→ TEXT BLOCK
== Segment start ==
The Medicaid Program is authorized by Title XIX of the Social Security Act. Unlike Medicare, Medicaid is not health insurance. Instead, Medicaid is designed as a “safety net,” to catch people when they can no longer afford to pay for their own health care costs. As such, individuals and families often have to spend assets they planned to pass to their children, or others, on their health care needs instead.
Being able to account for the potential need for long term care does not mean “tricking the system.” It may include buying long term care insurance, joining a long term care partnership plan, investing in exempt resources, or other strategies. As with any other planning, more options may be available if a family is planning for a possible future need for care, instead of reacting to an emergency need that has already occurred.
== Segment end ==
→ YOUR OBJECTIVE
Pick up the passage on Medicaid and long-term care planning after its last sentence and continue it.

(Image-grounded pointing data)
== Segment start ==
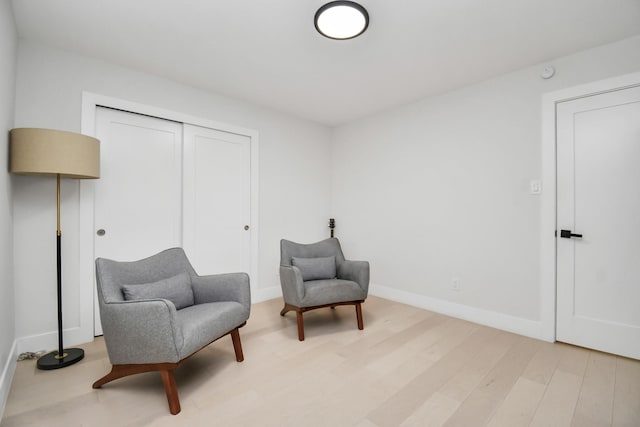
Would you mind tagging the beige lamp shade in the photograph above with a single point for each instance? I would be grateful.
(54, 152)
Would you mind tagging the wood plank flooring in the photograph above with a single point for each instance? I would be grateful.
(408, 367)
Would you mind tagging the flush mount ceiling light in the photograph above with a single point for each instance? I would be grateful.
(341, 20)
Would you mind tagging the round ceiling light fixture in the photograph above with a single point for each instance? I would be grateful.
(341, 20)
== Segment end ==
→ WRITTEN ANSWER
The Medicaid system can be confusing. While it is a federal program, each State operates it differently. There are several types of Medicaid assistance, ranging from an “insurance card” while at home, to paying for long term care in a nursing facility. The rules for qualifying for Medicaid are different for a single person as compared to a married couple. Among married couples, there are different rules, depending on the type of care needed and the setting where one or both spouses live. It is not uncommon to receive “bits and pieces” of information about Medicaid from well-meaning individuals, which may or may not be completely correct. When those pieces are put together, a distorted picture may be the result.
In my practice, the goal of Medicaid planning is to use the resources available to best accomplish the family’s goals. The family has the ultimate decision of what planning is best for them.